**Material for this exercise:**
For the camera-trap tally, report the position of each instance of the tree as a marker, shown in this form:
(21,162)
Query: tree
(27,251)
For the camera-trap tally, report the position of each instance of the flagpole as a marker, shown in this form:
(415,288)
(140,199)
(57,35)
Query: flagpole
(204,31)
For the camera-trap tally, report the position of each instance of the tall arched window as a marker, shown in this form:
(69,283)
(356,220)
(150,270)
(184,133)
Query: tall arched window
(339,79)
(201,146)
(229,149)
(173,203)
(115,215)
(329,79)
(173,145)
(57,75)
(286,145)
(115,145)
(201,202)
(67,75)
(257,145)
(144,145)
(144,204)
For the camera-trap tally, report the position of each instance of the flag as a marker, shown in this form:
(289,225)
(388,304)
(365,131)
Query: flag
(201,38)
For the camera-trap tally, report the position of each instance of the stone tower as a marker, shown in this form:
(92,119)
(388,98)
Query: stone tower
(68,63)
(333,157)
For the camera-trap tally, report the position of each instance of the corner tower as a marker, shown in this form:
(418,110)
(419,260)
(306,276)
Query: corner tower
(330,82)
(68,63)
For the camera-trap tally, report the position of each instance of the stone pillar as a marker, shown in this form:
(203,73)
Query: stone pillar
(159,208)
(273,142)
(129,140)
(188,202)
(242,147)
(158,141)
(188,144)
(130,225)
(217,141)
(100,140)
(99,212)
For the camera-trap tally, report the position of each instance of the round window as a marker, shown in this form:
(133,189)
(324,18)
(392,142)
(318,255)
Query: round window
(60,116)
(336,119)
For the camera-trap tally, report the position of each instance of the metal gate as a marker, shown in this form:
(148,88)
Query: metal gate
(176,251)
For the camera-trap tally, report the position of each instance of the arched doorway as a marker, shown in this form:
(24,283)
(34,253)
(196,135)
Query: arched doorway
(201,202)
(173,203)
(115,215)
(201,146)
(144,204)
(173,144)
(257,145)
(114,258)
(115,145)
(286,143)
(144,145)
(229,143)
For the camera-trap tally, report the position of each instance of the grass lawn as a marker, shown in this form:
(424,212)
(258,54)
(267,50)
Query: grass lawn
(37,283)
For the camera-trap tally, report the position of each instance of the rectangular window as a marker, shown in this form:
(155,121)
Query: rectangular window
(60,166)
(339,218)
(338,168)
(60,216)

**What the exercise asks:** Can you convert every line of the entries above into a numbered list, leaving out any blank lines?

**Problem solution:**
1. For the camera-trap tally, report the position of each instance of the tree as a marker, shown in this form:
2. (21,162)
3. Query: tree
4. (27,251)
5. For the camera-trap tally, report the position of each instance of the flagpole as a marker, shown in this form:
6. (415,288)
7. (140,199)
8. (57,35)
9. Query: flagpole
10. (204,31)
11. For the camera-trap tally, report the position of each instance of the tall arched window as a marker, shown in this form:
12. (69,283)
13. (356,220)
14. (150,270)
15. (184,133)
16. Query: tall arched window
17. (339,79)
18. (201,146)
19. (229,149)
20. (173,203)
21. (115,215)
22. (329,79)
23. (173,145)
24. (57,75)
25. (286,145)
26. (115,145)
27. (201,202)
28. (67,75)
29. (257,145)
30. (144,145)
31. (144,204)
32. For the camera-trap tally, report the position of each instance of the flag as a marker, shown in this form:
33. (289,225)
34. (388,304)
35. (365,131)
36. Query: flag
37. (201,38)
38. For the camera-trap tally, report the position of each instance of the stone tower as a marker, shown in this form:
39. (92,119)
40. (388,98)
41. Query: stone tower
42. (68,63)
43. (333,157)
44. For the camera-trap tally, report the position of each instance of the corner tower as a marker, shown in this form:
45. (418,110)
46. (419,260)
47. (306,276)
48. Query: corner tower
49. (330,82)
50. (68,63)
51. For the camera-trap tally, report the position of each instance of the stone pillar as a marker, shown in this form:
52. (203,73)
53. Query: stone pillar
54. (159,208)
55. (273,142)
56. (129,140)
57. (188,202)
58. (242,147)
59. (158,141)
60. (188,144)
61. (130,225)
62. (217,141)
63. (100,140)
64. (99,212)
65. For the camera-trap tally, report the position of each instance of the round window as a marker, shown in this form:
66. (133,189)
67. (324,18)
68. (392,142)
69. (318,255)
70. Query: round window
71. (60,116)
72. (336,119)
73. For the camera-trap tally, report the position of each instance of the metal gate as a marker, shown in this form:
74. (148,88)
75. Query: metal gate
76. (176,251)
77. For the camera-trap tally, report the position of each instance of the arched doorway as a marker, shown in this form:
78. (24,283)
79. (34,253)
80. (196,135)
81. Query: arched doorway
82. (201,202)
83. (173,203)
84. (115,215)
85. (201,146)
86. (144,204)
87. (173,144)
88. (257,145)
89. (114,258)
90. (115,145)
91. (286,143)
92. (144,145)
93. (229,143)
94. For the camera-trap tally, report the position of each instance of the grass lawn as a marker, shown in this form:
95. (424,212)
96. (258,54)
97. (267,50)
98. Query: grass lawn
99. (37,283)
100. For the camera-trap tally, report the position of each instance of the rectangular window as a marker, shown in this form:
101. (155,121)
102. Query: rectangular window
103. (60,166)
104. (339,218)
105. (338,168)
106. (60,216)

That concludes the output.